Source data Start Marker

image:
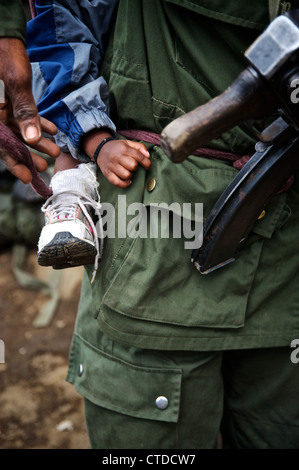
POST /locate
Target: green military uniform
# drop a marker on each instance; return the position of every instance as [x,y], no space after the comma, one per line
[151,325]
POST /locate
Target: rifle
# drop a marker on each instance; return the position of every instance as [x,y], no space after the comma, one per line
[265,86]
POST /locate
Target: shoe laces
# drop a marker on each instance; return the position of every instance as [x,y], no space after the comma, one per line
[69,210]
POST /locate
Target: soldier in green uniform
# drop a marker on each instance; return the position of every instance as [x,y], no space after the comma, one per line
[166,357]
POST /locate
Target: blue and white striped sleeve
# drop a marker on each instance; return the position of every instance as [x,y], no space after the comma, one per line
[66,47]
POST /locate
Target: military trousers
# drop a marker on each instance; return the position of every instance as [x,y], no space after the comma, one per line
[145,399]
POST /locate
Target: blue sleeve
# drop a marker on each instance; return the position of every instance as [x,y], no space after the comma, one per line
[66,45]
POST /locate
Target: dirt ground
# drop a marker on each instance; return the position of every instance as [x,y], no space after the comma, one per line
[38,408]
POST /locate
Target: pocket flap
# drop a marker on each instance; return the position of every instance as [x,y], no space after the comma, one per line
[97,375]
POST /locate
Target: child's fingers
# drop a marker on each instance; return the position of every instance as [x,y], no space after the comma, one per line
[139,153]
[116,181]
[139,146]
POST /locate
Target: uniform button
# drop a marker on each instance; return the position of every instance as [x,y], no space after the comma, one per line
[161,403]
[151,184]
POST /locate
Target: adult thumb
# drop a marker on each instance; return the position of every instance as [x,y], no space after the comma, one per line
[26,114]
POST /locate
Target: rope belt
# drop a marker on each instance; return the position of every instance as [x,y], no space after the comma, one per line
[237,160]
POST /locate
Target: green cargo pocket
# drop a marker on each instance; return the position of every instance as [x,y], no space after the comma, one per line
[145,392]
[153,280]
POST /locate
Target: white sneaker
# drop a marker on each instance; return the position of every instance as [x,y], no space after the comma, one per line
[70,237]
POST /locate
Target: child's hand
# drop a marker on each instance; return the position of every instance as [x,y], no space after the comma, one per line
[118,159]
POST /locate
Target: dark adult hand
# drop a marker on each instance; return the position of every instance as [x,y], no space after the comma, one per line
[18,110]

Source data End Marker

Reprint each of the records exactly and skip the images.

image:
POST /locate
Target: green military uniform
# drop a marker on each instance; return the position of every instance as [x,y], no space after the comma, one per line
[151,325]
POST /locate
Target: rifle
# drop a marker on each instance; return the position of every instance as [x,y], no space after the comma, one per line
[265,86]
POST /locate
Target: shoe laces
# drop a marker on each instance; return the position of every instance as [x,y], no space after the comma, one per line
[69,210]
POST /locate
Target: soldier in green uniform
# drop a marker on each instance; return the position of every instance as [x,y], no space after the comma, one per line
[166,357]
POST /locate
Target: blue and white striped sleeve
# drop a marker on each instance; return the position of every instance as [x,y], no space after the comma, one per line
[66,47]
POST /locate
Target: military trousers
# drop a marker on each instance; return the position of every instance as [x,y], no space after the comma, one per line
[145,399]
POST /locate
Target: blue sleeve
# drop a marker on each instance; return the position of every instance as [x,y], no space after the comma, one per line
[66,45]
POST /locate
Target: dirt ground
# drop a marker on each instance; return the position of every instance as [x,y], no space after the comma, one per line
[38,408]
POST /locate
Target: pocket flap
# drop a marker on each instance; return the position of every instance as [x,y], no space after the comma, one per line
[97,375]
POST /locate
Target: child's fingers
# drop a marker on each instance; return the position of every instance as [x,y], no space after the comma, one per line
[139,153]
[116,181]
[139,146]
POST /locate
Target: uniform button
# drop a marker on each instance; return the position of every instance as [x,y], no space after the comma, one per line
[161,403]
[151,184]
POST /locate
Target: adult thumb
# drop a marker on each instance; return the position of every instance as [x,y], no space after the comma, one per line
[26,114]
POST /locate
Target: rope belt
# drop a marker on each instance; return the position of every instance as [x,y], no space after the comma, one per line
[237,160]
POST /locate
Target: green cargo pocket
# drop a marker on each instance; return the position of every instance as [x,y], no space after the comma, one per line
[145,392]
[153,280]
POST /locate
Target: white sneaker
# drop a marker on each instance; return the position of every instance as [x,y], no space after the comma, one per line
[70,237]
POST /locate
Target: child's hand
# drop a marker on each instance; return the position of every instance as [x,y], no space after the comma, one per line
[118,159]
POST /locate
Target: dark adult hand
# drop a marker on each instance; return the position of every instance as [x,y], no space after the comma, one per line
[18,110]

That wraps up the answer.